Exercise prompt
Pull every row below into your answer word for word, but leave out the pictures.
— START Data rows —
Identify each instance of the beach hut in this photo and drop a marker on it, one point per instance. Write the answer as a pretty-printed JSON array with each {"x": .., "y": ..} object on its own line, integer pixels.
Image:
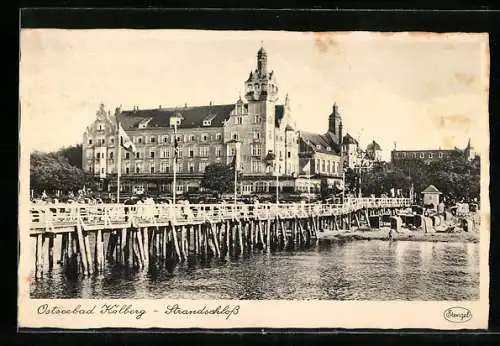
[{"x": 431, "y": 196}]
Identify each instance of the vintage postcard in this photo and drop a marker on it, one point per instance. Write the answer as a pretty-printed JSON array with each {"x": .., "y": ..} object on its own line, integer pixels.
[{"x": 253, "y": 179}]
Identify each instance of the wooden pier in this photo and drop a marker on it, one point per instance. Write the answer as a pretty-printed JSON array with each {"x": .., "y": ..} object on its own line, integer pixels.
[{"x": 91, "y": 236}]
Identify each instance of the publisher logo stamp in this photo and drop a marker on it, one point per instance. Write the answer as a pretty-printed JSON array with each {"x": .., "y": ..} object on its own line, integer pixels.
[{"x": 457, "y": 314}]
— END Data rows —
Exercise output
Identify each instance of the beach hut in this photo and drop a marker on it, one point per instance. Write the answer as a pretty-printed JSON array with each {"x": .., "y": ..} object on its own line, integer pixels.
Image:
[{"x": 431, "y": 196}]
Identify each instance of the vintage postcard in this photo and drop a marker on it, one point per instance. Write the answer as a pretty-printed JSON array with each {"x": .., "y": ..} object on its own line, integer pixels.
[{"x": 253, "y": 179}]
Identify each instance of the wooden pier in this photo and drop a marker on it, one point per instance. Write the answer as a pretty-printed JSON array with each {"x": .., "y": ..} object on its own line, integer pixels.
[{"x": 91, "y": 236}]
Identify each instance of the publisher logo stamp in this photo and drop a marker on it, one point per instance. Write the answer as a pretty-printed JSON array with each {"x": .., "y": ..} object on its own line, integer pixels.
[{"x": 457, "y": 314}]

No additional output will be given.